Goal:
Please output only the lines that run from the line containing "the black running" through the end of the material below, exactly.

Provided data:
......
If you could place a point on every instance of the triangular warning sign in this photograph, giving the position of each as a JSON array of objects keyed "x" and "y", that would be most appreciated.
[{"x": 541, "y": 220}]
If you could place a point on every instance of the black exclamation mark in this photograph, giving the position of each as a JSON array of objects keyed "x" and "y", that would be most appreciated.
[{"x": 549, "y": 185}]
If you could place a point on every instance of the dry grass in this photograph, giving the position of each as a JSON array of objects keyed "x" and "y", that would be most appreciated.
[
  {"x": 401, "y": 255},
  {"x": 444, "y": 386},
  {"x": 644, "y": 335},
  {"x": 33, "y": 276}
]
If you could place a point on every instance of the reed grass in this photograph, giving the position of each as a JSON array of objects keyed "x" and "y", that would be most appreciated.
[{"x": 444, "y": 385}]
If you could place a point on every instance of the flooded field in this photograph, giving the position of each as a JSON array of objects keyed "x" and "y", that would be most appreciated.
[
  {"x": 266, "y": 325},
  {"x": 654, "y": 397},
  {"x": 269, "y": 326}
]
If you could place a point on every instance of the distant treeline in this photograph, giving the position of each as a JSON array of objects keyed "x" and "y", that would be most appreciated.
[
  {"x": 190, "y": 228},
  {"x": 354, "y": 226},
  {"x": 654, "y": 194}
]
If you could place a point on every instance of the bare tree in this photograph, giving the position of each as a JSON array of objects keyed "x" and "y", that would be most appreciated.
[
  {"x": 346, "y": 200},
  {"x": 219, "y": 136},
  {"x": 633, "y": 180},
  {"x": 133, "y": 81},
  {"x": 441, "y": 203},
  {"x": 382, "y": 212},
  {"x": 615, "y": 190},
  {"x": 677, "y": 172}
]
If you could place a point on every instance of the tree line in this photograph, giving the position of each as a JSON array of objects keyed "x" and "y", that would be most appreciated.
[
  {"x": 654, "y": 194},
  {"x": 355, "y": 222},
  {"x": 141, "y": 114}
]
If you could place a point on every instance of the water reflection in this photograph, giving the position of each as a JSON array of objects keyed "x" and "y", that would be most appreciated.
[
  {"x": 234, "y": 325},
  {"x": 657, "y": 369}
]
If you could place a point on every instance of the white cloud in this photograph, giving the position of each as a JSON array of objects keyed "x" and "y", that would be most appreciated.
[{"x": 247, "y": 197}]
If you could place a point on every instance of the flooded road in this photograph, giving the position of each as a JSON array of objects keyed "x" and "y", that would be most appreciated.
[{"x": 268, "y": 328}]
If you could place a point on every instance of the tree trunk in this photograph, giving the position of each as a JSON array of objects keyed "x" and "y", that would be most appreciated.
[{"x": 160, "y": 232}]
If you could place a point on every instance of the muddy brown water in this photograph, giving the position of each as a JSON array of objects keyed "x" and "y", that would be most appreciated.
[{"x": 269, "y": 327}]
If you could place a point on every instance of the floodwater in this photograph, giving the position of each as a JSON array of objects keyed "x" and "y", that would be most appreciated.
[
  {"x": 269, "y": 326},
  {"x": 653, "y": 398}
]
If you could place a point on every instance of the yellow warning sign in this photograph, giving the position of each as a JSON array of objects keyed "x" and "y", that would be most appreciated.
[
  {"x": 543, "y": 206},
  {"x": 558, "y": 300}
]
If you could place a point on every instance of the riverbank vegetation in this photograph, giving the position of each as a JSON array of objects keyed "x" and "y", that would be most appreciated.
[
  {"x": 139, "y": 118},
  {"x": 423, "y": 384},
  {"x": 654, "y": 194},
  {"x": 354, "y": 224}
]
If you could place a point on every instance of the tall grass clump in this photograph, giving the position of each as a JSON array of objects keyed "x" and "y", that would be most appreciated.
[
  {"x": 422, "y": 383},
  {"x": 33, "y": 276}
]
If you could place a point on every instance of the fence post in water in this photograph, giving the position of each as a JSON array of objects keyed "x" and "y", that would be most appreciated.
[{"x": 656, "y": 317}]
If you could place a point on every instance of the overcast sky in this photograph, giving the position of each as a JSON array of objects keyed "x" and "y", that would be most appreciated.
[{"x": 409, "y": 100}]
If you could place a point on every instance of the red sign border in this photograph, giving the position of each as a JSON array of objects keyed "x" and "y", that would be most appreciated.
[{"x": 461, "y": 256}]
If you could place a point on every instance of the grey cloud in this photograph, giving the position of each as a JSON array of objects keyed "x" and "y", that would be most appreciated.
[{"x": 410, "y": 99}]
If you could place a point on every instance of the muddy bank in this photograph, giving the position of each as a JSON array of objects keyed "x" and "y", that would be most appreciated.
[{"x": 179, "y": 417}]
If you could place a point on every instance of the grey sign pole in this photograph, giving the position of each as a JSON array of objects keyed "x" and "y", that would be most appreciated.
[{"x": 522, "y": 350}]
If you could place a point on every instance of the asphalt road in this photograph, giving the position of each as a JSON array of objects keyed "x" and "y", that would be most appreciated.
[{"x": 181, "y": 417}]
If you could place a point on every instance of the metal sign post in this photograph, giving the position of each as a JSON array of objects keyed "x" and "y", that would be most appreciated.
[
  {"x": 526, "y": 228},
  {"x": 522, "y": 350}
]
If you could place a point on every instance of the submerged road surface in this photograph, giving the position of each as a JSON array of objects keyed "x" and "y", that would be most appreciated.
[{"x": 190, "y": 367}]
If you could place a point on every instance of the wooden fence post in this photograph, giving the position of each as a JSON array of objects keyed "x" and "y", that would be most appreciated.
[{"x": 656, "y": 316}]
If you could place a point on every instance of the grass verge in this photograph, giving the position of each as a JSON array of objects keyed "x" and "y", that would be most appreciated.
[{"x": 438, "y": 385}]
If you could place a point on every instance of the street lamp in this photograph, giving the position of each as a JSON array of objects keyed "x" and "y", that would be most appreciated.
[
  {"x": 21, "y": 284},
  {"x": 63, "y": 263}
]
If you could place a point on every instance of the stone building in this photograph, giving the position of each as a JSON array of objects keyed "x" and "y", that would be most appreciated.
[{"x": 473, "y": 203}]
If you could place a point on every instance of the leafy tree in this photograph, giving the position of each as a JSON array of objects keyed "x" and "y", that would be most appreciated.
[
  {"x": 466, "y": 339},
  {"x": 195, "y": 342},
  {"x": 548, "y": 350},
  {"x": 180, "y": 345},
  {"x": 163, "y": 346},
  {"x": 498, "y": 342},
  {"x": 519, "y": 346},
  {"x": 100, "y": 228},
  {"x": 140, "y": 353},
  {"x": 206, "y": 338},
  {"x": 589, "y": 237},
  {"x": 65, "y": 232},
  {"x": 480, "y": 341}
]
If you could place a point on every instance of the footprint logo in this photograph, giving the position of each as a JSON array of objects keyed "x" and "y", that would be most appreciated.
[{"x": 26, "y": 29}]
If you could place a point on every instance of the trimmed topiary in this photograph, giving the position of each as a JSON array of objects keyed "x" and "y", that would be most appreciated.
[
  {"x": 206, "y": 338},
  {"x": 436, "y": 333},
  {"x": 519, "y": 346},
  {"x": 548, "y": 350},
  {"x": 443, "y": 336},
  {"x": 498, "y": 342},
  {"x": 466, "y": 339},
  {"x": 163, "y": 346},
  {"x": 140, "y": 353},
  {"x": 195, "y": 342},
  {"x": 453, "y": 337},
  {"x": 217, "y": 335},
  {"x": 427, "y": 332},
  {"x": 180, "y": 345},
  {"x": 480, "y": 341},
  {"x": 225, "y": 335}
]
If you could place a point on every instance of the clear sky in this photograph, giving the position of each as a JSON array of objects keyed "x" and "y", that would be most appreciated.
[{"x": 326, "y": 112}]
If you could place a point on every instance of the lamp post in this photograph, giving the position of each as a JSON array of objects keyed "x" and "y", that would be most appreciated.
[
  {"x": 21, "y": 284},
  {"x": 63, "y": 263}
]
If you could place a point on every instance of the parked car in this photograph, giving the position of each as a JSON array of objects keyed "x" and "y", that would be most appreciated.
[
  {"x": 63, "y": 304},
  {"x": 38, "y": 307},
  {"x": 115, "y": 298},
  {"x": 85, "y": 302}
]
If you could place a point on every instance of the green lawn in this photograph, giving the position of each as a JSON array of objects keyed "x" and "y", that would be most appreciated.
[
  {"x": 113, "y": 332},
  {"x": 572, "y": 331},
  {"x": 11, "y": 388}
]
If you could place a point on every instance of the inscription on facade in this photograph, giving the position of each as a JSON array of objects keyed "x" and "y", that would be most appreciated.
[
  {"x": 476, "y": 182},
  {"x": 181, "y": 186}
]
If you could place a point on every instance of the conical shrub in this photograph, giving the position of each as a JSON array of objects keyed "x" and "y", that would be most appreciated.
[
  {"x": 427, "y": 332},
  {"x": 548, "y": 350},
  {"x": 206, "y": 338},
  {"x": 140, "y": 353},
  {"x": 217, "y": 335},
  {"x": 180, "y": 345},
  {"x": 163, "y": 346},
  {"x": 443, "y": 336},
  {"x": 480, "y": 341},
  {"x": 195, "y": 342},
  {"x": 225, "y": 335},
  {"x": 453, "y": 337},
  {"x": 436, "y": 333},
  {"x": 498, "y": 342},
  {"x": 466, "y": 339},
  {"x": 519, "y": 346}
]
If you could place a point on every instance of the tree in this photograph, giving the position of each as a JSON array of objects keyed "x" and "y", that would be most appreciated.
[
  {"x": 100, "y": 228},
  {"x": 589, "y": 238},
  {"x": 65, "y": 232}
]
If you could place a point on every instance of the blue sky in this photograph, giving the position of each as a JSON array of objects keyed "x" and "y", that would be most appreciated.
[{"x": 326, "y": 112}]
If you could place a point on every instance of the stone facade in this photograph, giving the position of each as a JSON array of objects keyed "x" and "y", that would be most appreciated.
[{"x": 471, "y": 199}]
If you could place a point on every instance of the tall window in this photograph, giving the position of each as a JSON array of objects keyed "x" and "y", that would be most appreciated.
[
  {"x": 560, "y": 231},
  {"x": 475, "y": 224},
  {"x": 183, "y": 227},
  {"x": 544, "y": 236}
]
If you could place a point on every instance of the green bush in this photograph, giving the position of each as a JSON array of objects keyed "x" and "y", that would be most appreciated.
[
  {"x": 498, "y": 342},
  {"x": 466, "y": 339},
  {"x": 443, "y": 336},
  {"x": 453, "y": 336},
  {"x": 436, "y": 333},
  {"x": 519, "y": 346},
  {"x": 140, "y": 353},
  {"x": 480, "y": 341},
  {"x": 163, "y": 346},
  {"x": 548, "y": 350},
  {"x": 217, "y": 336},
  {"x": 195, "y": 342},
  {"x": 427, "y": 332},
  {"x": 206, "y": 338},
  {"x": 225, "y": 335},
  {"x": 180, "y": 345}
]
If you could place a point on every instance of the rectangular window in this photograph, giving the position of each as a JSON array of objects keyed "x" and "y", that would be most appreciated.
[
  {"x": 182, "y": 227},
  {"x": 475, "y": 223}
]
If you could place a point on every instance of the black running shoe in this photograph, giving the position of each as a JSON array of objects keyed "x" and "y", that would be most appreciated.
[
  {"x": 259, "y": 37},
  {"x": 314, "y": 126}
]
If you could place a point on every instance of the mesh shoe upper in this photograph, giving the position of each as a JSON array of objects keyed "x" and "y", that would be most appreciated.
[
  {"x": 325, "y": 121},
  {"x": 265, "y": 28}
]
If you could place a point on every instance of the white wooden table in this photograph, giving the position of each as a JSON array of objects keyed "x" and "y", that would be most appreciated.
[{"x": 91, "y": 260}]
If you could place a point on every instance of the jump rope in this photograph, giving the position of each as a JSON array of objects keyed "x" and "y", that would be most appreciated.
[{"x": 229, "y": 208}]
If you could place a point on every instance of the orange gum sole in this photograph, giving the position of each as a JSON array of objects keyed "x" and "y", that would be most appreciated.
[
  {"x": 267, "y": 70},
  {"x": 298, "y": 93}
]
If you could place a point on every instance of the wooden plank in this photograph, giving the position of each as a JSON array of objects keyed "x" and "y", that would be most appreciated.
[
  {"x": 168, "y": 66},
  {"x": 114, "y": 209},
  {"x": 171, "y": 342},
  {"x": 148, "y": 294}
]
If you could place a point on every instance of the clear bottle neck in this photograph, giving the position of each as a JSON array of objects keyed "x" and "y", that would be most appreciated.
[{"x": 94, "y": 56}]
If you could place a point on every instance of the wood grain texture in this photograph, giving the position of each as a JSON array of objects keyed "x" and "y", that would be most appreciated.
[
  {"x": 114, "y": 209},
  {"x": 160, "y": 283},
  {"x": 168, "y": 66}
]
......
Output:
If you could place a point on every instance of the black running shoe in this photograph, giving the position of each as a JSON array of objects keyed "x" and "y", that would be most appreciated.
[
  {"x": 259, "y": 37},
  {"x": 314, "y": 126}
]
If you could place a point on every instance of the mesh shoe upper in this photograph, giving the position of each as a JSON array of objects keyed "x" and "y", that would be most appreciated.
[
  {"x": 325, "y": 121},
  {"x": 265, "y": 28}
]
If you could place a point on every instance of the white wooden table in this photograph, giving the position of each as a JSON array of objects keyed "x" and "y", that would be most appreciated.
[{"x": 91, "y": 260}]
If you could place a point on every instance of the jump rope in this photograph, giving the position of each as a JSON array of objects keyed "x" and "y", that would be most appreciated.
[{"x": 229, "y": 208}]
If you could place a point on every instance of the orange gum sole in this photograph, giving the position of each as a JSON array of objects keyed "x" and "y", that would be most appreciated.
[
  {"x": 267, "y": 70},
  {"x": 298, "y": 93}
]
If you could place a point on every instance of the wooden plank in this photograph, giving the position of each as a JSON array of objects keyed "x" and "y", that would be most appreciated.
[
  {"x": 168, "y": 66},
  {"x": 114, "y": 209},
  {"x": 171, "y": 342},
  {"x": 148, "y": 294}
]
If you could place a point on every instance of the clear bottle neck in this photograph, giving the position of each as a JSON array of objects keyed "x" and "y", that would be most appreciated.
[{"x": 94, "y": 56}]
If you could place a point on every instance of the wood grain texture in this photograph, giving the position of each as a JSON array of objects keyed "x" and "y", that would be most appreciated.
[
  {"x": 114, "y": 209},
  {"x": 160, "y": 283},
  {"x": 168, "y": 66}
]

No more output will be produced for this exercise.